Zakresem grupowych „życiówek” można objąć ponad połowę naszych obaw
Grupowe ubezpieczenia na życie, jak sama nazwa wskazuje, mają przede wszystkim zapewnić wsparcie finansowe bliskim w razie śmierci ubezpieczonego. W ramach firmowej polisy możemy objąć ochroną nie tylko siebie, ale także naszą rodzinę czy partnerów życiowych. Podstawowy zakres tych polis jest często rozszerzany o wypłatę środków w razie poważnego zachorowania, zdiagnozowania nowotworu czy utraty zdolności do pracy. Umowy często obejmują także finansowanie leczenia lub odszkodowanie za hospitalizację.
Większość polis uwzględnia również podstawowy zakres ubezpieczenia NNW (od następstw nieszczęśliwych wypadków), obejmujący zarówno drobne urazy, takie jak zacięcie przy krojeniu, jak i poważniejsze, takie jak złamania czy wypadki samochodowe. Na podstawie NNW, poszkodowani pracownicy mogą liczyć na odszkodowanie za uszczerbek na zdrowiu, środki na operacje chirurgiczne, rehabilitację, dodatkowe konsultacje specjalistyczne oraz badania diagnostyczne. Polisy mogą także przewidywać odszkodowanie za każdy dzień pobytu w szpitalu i na zwolnieniu lekarskim, a także assistance medyczne po wypadku.
Każdy program zawiera ryzyka wybrane przez pracodawcę i pracowników, z naciskiem na ochronę życia i zdrowia pracowników oraz ich najbliższych. Z reguły świadczenia z tytułu śmierci ubezpieczonego wahają się od 50.000 zł do 200.000 zł, ale dostępne są również polisy gwarantujące wyższe świadczenia. Bardzo ważnym ryzykiem w programach grupowych jest ryzyko trwałej niezdolności do pracy.
Konieczność zakończenia pracy zawodowej wiąże się z dużymi wydatkami na leczenie oraz uszczerbkiem w domowym budżecie.
Często polisy obejmują dodatkową sumę ubezpieczenia dla specyficznych wypadków, wypłacaną oprócz głównej sumy ubezpieczenia. Na przykład polisa może przewidywać dodatkowe świadczenie z tytułu śmierci w wyniku wypadku komunikacyjnego, a warto pamiętać, że wypadki w drodze do i z pracy są również klasyfikowane jako wypadki przy pracy.
Ubezpieczenie zdrowotne skraca „kolejkę do lekarza”
Celem tych polis jest zapewnienie pracownikom dostępu do prywatnej opieki zdrowotnej, co w praktyce oznacza szybszą pomoc niż ta dostępna w ramach NFZ. Mogą one więc odgrywać kluczową rolę w powrocie do zdrowia, ponieważ szybka diagnoza powikłań i dodatkowych problemów jest fundamentem skutecznego leczenia.

* WYKONAJ POLECENIA:
a. Zamień akapit fragmentu zaczynający się od słów „Większość polis uwzględnia” w krótką listę punktów, zachowując jego główne informacje.
b. Wymień wszystkie zdarzenia, o których wypłatę środków, według fragmentu, często rozszerza się podstawowy zakres grupowych polis na życie.
c. Proszę przepisać bez zmian część fragmentu: zacznij od słów „Celem tych polis”, a skończ po słowach „fundamentem skutecznego leczenia.”.

* WIERSZE DANYCH:
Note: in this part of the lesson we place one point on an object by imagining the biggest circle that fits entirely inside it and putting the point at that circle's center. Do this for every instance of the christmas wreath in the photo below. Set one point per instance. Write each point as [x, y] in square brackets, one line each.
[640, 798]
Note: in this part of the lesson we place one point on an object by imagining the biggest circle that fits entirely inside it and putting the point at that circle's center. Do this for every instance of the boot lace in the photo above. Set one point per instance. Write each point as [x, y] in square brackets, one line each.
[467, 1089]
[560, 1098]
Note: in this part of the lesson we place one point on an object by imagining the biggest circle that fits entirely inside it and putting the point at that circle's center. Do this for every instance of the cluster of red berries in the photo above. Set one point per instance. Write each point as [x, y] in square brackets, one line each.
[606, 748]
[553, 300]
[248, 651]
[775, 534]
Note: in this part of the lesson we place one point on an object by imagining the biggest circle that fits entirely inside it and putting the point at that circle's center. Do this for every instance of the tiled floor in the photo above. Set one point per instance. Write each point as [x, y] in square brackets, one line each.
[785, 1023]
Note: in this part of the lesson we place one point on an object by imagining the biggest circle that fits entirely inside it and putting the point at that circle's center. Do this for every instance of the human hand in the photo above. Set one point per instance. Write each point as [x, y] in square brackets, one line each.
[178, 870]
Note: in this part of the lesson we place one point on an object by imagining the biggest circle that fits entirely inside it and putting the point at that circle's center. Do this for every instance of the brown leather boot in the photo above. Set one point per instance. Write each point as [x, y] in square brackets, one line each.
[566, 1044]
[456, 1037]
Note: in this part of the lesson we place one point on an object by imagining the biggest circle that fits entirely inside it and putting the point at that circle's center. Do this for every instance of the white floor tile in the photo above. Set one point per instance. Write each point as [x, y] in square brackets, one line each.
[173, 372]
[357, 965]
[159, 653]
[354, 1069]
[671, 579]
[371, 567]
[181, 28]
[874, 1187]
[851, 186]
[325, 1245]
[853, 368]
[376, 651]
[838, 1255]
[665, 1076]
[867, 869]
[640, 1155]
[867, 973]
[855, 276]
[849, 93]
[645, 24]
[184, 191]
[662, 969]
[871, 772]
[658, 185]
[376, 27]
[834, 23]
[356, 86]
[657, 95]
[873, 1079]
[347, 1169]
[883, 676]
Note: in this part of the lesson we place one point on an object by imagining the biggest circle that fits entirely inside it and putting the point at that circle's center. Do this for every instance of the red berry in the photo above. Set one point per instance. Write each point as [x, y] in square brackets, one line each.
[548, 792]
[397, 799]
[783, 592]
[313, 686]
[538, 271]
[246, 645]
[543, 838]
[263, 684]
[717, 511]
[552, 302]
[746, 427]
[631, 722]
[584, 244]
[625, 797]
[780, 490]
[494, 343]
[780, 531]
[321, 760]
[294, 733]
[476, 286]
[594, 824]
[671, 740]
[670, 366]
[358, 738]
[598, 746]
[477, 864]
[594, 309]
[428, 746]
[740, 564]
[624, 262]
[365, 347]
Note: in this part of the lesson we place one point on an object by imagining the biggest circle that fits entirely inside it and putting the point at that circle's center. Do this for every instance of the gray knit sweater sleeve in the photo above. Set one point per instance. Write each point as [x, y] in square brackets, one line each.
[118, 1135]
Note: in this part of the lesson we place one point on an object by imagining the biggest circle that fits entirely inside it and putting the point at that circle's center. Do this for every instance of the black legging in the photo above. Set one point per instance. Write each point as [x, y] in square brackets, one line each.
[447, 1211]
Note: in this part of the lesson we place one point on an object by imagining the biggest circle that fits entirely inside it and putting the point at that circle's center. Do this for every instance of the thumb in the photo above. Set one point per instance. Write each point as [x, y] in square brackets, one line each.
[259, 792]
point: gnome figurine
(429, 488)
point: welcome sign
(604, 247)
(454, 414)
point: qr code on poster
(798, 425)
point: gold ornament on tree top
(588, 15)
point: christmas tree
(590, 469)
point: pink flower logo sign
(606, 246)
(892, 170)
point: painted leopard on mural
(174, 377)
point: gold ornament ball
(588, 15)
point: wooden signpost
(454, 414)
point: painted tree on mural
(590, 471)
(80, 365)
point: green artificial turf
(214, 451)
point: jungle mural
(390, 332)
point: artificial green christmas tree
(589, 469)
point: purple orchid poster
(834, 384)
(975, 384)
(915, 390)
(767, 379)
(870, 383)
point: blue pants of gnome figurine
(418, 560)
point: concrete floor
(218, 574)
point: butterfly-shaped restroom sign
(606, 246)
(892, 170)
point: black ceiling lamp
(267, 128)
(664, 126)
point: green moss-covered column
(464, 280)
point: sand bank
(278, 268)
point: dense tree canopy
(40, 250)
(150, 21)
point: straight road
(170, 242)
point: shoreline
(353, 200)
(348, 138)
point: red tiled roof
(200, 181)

* ODPOWIEDZI:
a.
- Większość polis obejmuje podstawowy zakres NNW (od następstw nieszczęśliwych wypadków): zarówno drobne urazy, np. zacięcie przy krojeniu, jak i poważniejsze, np. złamania czy wypadki samochodowe.
- Poszkodowani pracownicy mogą liczyć na odszkodowanie za uszczerbek na zdrowiu, środki na operacje chirurgiczne, rehabilitację, dodatkowe konsultacje specjalistyczne i badania diagnostyczne.
- Polisy mogą też przewidywać odszkodowanie za każdy dzień w szpitalu i na zwolnieniu lekarskim oraz assistance medyczne po wypadku.

b.
- poważne zachorowanie
- zdiagnozowanie nowotworu
- utrata zdolności do pracy

c.
Celem tych polis jest zapewnienie pracownikom dostępu do prywatnej opieki zdrowotnej, co w praktyce oznacza szybszą pomoc niż ta dostępna w ramach NFZ. Mogą one więc odgrywać kluczową rolę w powrocie do zdrowia, ponieważ szybka diagnoza powikłań i dodatkowych problemów jest fundamentem skutecznego leczenia.